*学習用テキスト*:
╔══

無駄と暮らす家
(大阪市)
『大改造!!劇的ビフォーアフター』2003年11月2日(日)放送(再生住宅:リノベーション)
瀬川 浩一「空間構造の戦略家」
わずか12坪の小さい家に、玄関が2つ、トイレも1階に並んで二つ、それでいて風呂がないなど、驚くべき構造で家族を悩ませる“無駄と暮らす家”を、“空間構造の戦略家”ことリフォームの匠、瀬川浩一が劇的に大改造する。
たったの12坪の家に、玄関が2つ、トイレも1階に並んで2つ、家族の居場所はわずか5畳の居間しかなく、その上に風呂がないなど、驚くべき構造で家族を悩ませる通称“無駄と暮らす家”を、“空間構造の戦略家”こと、リフォームの匠、瀬川浩一が劇的に大改造する。
大阪市西淀川区のN家は、築42年、12坪の木造2階建ての1軒家。現在3人家族で暮らしているが、かつては一階に1世帯、2階に2世帯が暮らす、合計3世帯が暮らすアパートだった。ゆえに、玄関が2つあるのをはじめ、上がった途端に下ることになる不思議な階段や、1階に並んだ2つのトイレ、さらに3つの台所など、とても無駄が多い造りになっており、家族はわずか5畳の居間に追いやられている。
そうした無駄なスペースとは対照的に、肝心のお風呂がなく家族で銭湯通いを続けるなど、驚きの問題点が噴出。そんな中で、妻は間もなく2人目の子供を出産予定だ。新しい家族のためにも、家族が明るくのびのびと暮らせるような家にしたい。そんなN家のせつなる願いを受けて、リフォームの匠、瀬川浩一が立ち上がった。 住空間の中で縦の広がりを有効に活用し、快適な住まいを生み出す、別名“空間構造の戦略家”。匠・瀬川は、N家の不思議な構造に驚きつつも、細部までチェックし、劇的な大改造に挑むことを宣言する。

╚══

*収集データ*:

╔══

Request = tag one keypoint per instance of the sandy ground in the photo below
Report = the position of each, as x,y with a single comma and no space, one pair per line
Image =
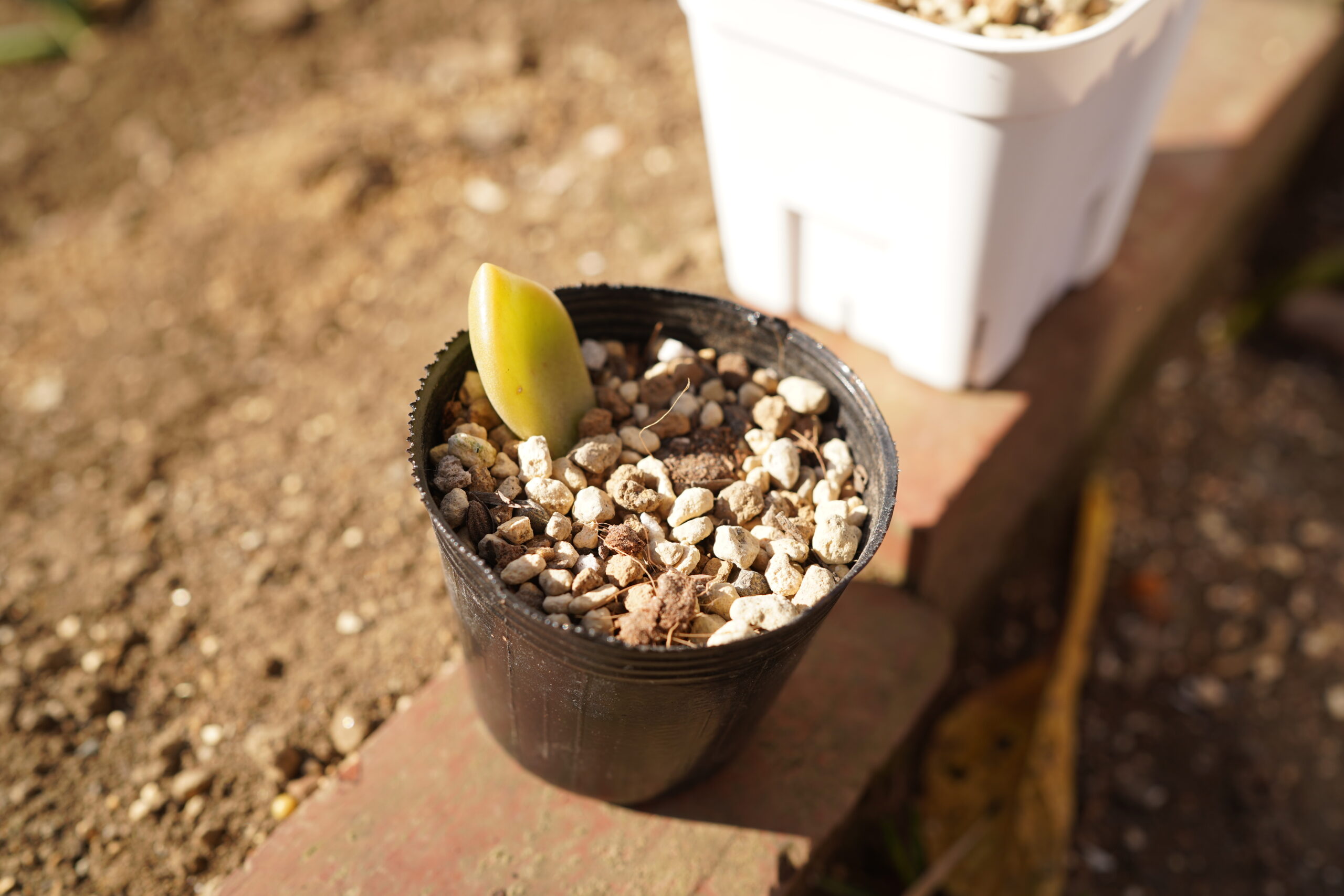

╚══

*課題の内容*:
**1)** 「無駄と暮らす家」の紹介文から、「たったの12坪の家に、玄関が」で始まり「畳の居間に追いやられている。」まで続く部分を一字一句そのまま書き写してください。
**2)** 「無駄と暮らす家」の紹介文は、最後の一文のあとにどう続きますか。その続きを書いてください。

*解答*:
**1)**
たったの12坪の家に、玄関が2つ、トイレも1階に並んで2つ、家族の居場所はわずか5畳の居間しかなく、その上に風呂がないなど、驚くべき構造で家族を悩ませる通称“無駄と暮らす家”を、“空間構造の戦略家”こと、リフォームの匠、瀬川浩一が劇的に大改造する。
大阪市西淀川区のN家は、築42年、12坪の木造2階建ての1軒家。現在3人家族で暮らしているが、かつては一階に1世帯、2階に2世帯が暮らす、合計3世帯が暮らすアパートだった。ゆえに、玄関が2つあるのをはじめ、上がった途端に下ることになる不思議な階段や、1階に並んだ2つのトイレ、さらに3つの台所など、とても無駄が多い造りになっており、家族はわずか5畳の居間に追いやられている。

**2)**
スタジオでも匠の大改造の行方を徹底推理。「匠は、家の裏側にも、もう一つの縦の空間を作ったが、これを使って何をしようとしているのか」「匠は、N家の無駄の象徴といえた、階段の“手すり”と“踏み板”を使って何を作ろうとしているのか」などの問題に頭をひねらせる。クライマックスでは、病院での出産を無事乗り越えた家族が、劇的に生まれ変わった我が家と感動の再会を果たす。
(以上、ビフォーアフターHPより抜粋)
設計コンセプト
以前は3世帯のアパートとして機能していた中谷邸。現在は中谷家の家族4人の住宅である。その為、アパートとして使われていた機能が残りそのスペースが現在の中谷家にとっては非常に不必要なスペースとなって残っている。
3世帯分の台所、2ヶ所の玄関、2階2世帯分の急な階段と上がればすぐに下りる危険で、トイレに行く為だけの階段。それらは機能せず小さな空間の集合体となり、デットスペースと化している。
今回の改装では、小さく区切られ、狭くて暗い空間の集合体を以前とは正反対な2階建の上下の動線を充分に生かした明るく開放的な居住空間を提案した。
2つの筒が建物の核である(立体的演出)
提案
座卓
1台で座卓とテーブルの2つの機能を持つ。壁面のレールを利用し移動する事が出来る。
本棚
手摺、階段の踏板を使い本棚を造る。手摺部分にはガラスをはめ込み照明で光る飾り棚に。階段の踏板には重い本を置く事とする。扉は既存の建具を再利用。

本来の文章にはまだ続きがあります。